**Passage provided**
◇ ◇ ◇

South Africa v England 2018: 1st Test Preview & Prediction

Eddie Jones

Date: Saturday, 9th June
Venue: Ellis Park Stadium, Johannesburg
Kick-off: 4:05pm BST

South Africa
It’s no secret that the past two years for the Springboks have been seasons to forget. Several thrashings by the All Blacks, including a record defeat, and a first loss to Italy. Allister Coetzee has rightly been sacked, and he can complain all he likes about a conspiracy against him and throw all his toys out of the pram, but at the end of the day he was the worst coach South Africa has had since Rudolf Straeuli in 2002/03. However, new Head Coach Rassie Erasmus is a quality acquisition by the SARU, and he has the capacity to be their saviour.

Now, it’s true that Munster’s success last season during Erasmus’ tenure was probably more to do with emotion than tactical brilliance, but I think Erasmus did a great job of harvesting the players’ emotions and energy to drive them towards success as they reached the semifinals of the Champions Cup and the final of the Pro14. I do believe that Erasmus has the balls and the guts to be the head coach and that is evidenced to an extent in his selection.

The pressure is still on Erasmus to quickly turn around the Springboks’ fortunes and he has been short of luck: South Africa’s only well-performing function during their torrid run was their forward pack, especially at lineout, masterminded superbly by forward coach Johann van Graan. Unfortunately, Erasmus’ replacement at Munster is van Graan which is a huge loss for the new Bok coach.

South Africa has also endured some key injuries to crucial players, captain Eben Etzebeth is yet to recover from his injury sustained at the Principality Stadium in November, fellow lock Lood de Jager of the Bulls is injured, world class hooker Malcom Marx is out of the tour, winger Courtnall Skosan is also still out with a leg injury, while recalled veterans Frans Steyn and Bismarck du Plessis have been late withdrawals with injuries sustained in the Top14 final in France. These are all troops that Erasmus would have wanted to galvanise his squad but he is going to have to make do with what he’s got.

Unfortunately, I can’t see all of South Africa’s problems being fixed in one test series. England are in bad form, but they’re still favourites to win the test series. And with a lot of high-profile injuries, South Africa aren’t going to set the world on fire, but bolstered by the return of on-form veterans plying their trade abroad the Boks are definitely capable of grinding out a 1st test win and causing a minor upset but unfortunately for the South Africans it’s going to take a few more defeats and a lot more patience from them before Springboks rise from the ashes and dominate World Rugby again.

As you would expected, Erasmus has made significant changes from the experimental side sent to play Wales last week. Tendai Mtawarira starts for his 99th game, while the overseas players Willie le Roux and Faf de Klerk will look to bring leadership and inspiration to a team down in the dumps.

You can’t really draw anything from last week’s defeat to Wales as both teams played B-sides, the whole thing was a mess (on-and-off the field), very few players involved in that test are playing against England, but it doesn’t help the Boks’ form guide and denies any momentum going into a test series of such importance to both sides.

◇ ◇ ◇

**Material provided**
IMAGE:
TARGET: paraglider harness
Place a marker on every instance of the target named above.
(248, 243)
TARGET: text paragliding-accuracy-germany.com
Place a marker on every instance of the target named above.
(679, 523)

◇ ◇ ◇

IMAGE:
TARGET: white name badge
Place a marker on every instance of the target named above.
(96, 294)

◇ ◇ ◇

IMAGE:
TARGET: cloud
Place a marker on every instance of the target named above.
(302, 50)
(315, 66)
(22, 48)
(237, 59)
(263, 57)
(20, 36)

◇ ◇ ◇

**What is asked**
a. Answer these from the match preview, one line each:
(i) At which venue is the first Test played?
(ii) Who replaced Erasmus at Munster?
(iii) Which appearance does Tendai Mtawarira's start mark for him?
b. List every South Africa player the match preview names as injured, out, or withdrawn.
c. Extract the portion of the match preview from "Eddie Jones" to "be their saviour.".

**The results**
a.
(i) Ellis Park Stadium, Johannesburg
(ii) Johann van Graan
(iii) His 99th game

b.
Eben Etzebeth
Lood de Jager
Malcom Marx
Courtnall Skosan
Frans Steyn
Bismarck du Plessis

c.
Eddie Jones

Date: Saturday, 9th June
Venue: Ellis Park Stadium, Johannesburg
Kick-off: 4:05pm BST

South Africa
It’s no secret that the past two years for the Springboks have been seasons to forget. Several thrashings by the All Blacks, including a record defeat, and a first loss to Italy. Allister Coetzee has rightly been sacked, and he can complain all he likes about a conspiracy against him and throw all his toys out of the pram, but at the end of the day he was the worst coach South Africa has had since Rudolf Straeuli in 2002/03. However, new Head Coach Rassie Erasmus is a quality acquisition by the SARU, and he has the capacity to be their saviour.